• _Work to complete_:
**A)** Quote the comment thread word for word, from "Angela, I think" up to and including "your name doppelganger!".
**B)** Answer these questions using the comment thread:
(i) What share of undergraduate classes at Florida State University is taught by "teaching assistants"?
(ii) What does the commenter's fiance keep pointing out that the commenter will have a lot of time for?
(iii) In the first part of the proposed "fix" for academia, what level should state funding return to?

• _Excerpt to read_:
But seriously, good luck. I know well the anxiety you’re dealing with. You’ll find the angles, but I’m not sure academia will ever be healthy again. (If it ever was.)
I want to believe that academia isn’t turning into an intellectual sweatshop, but there’s so much evidence to the contrary. 70% of the undergraduate classes at Florida State University are taught by “teaching assistants.” (Although I’m not sure whom they’re assisting since, like I’ve been doing for the past five years, they are the sole teachers of these classes. Maybe they’re assisting the university in making as much money as they can off of cheap graduate student labor and undergraduate tuition paid in earnest with the hopes of having an actual professor teach one’s classes? It seems your friend is right about us living in a capitalist country there.)
I think everyone in the department should read this. 🙂
Great post, Rebecca.
Thanks Jerry, Claire and Barrington!
Oh, this is good, Rebecca. Sad, but good. Thanks for sharing this.
What Kate said.
Wonderful expression of the anxiety we all face right now. The routine catch phrases about why we do what we do, the value in it, the importance, have not caught up with the realities of the market. It is saddening to see so many smart, hard-working people saddled by student loan debt after years of dogged effort emerging to discover they cannot earn a fair wage for their genuine talents. Add to this the political nature of many departments, amplified by reduced funding, and all that is left is privately nurturing whatever love of words, of dedication to original craft, brought you there in the first place. Congratulations on your degree, and good luck to you.
Rose, this doesn’t sound that bad to me, and I wonder if it does to you:
If that’s all that is left, all that is left may be all that really matters. I mean, it would be nice to live in a culture that valued teaching, and that compensated teachers through some scale other than the adjunct market, but does this sentence toy with the thought that the decline of the academic career is not so much lamentable as essentializing?
I remember my Aunt once told me, many professors are not there to teach, but to do research, to write, to study themselves in some form or other. I was like, “yeah, yeah, yeah…” but after a few years in the college system, I realized what she meant.
Rebecca, this is lovely: “I began to wonder where I was trying to get to so quickly.”
I think it’s very good and natural (psychologically speaking) to allow yourself some trepidation and to learn to live with it, while continuing to pursue the position(s) you desire. Not dwelling in worry–not being worried, but being with worry. It sounds like you’re doing a more than admirable job considering the circumstances.
You have so much to celebrate, so don’t let an inchoate future suck the enjoyment out of your Now.
And a question for the larger audience, if academia’s broken, if capitalism repurposes and appropriates it, then what shall we do to “fix” it? Can we imagine an academia for the new century?
Jeff, I agree, that getting back to a more basic state of writing for writing’s sake is a good thing. As my fiance keeps pointing out, now I will have a lot of time to work on writing, and I’m grateful for that.
The frenzied part of me is the part that thinks practically about paying bills, finding a financially sustainable way of life, and so on.
Angela, I think one way to “fix” academia would be for a) citizens of this nation to decide we value education and respond by returning state funding levels to percentages they were at say, twenty years ago (that’s a big reason why tuition rates have risen so rapidly for students; states are picking up less of the tab), and b) for universities to respond by stopping the practice of hiring adjuncts to teach full loads and instead hiring enough tenure-track faculty to actually cover the number of classes that need to be taught.
Congratulations from your name doppelganger!

• _Dataset excerpts_:
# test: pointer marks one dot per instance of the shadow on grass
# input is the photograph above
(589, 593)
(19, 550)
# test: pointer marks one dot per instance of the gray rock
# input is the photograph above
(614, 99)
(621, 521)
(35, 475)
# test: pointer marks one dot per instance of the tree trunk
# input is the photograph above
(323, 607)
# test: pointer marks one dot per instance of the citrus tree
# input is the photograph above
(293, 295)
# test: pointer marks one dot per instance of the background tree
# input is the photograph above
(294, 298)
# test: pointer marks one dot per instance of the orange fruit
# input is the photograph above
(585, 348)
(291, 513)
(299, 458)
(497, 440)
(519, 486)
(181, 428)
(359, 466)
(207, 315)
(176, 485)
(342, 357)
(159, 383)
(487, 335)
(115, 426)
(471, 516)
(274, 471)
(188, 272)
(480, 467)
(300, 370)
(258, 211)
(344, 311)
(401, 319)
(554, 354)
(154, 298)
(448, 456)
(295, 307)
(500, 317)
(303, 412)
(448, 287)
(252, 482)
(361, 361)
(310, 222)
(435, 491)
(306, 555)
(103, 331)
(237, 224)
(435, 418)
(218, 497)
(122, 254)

• _Correct answers_:
**A)**
Angela, I think one way to “fix” academia would be for a) citizens of this nation to decide we value education and respond by returning state funding levels to percentages they were at say, twenty years ago (that’s a big reason why tuition rates have risen so rapidly for students; states are picking up less of the tab), and b) for universities to respond by stopping the practice of hiring adjuncts to teach full loads and instead hiring enough tenure-track faculty to actually cover the number of classes that need to be taught.
Congratulations from your name doppelganger!

**B)**
(i) 70%
(ii) Working on writing
(iii) The percentages it was at about twenty years ago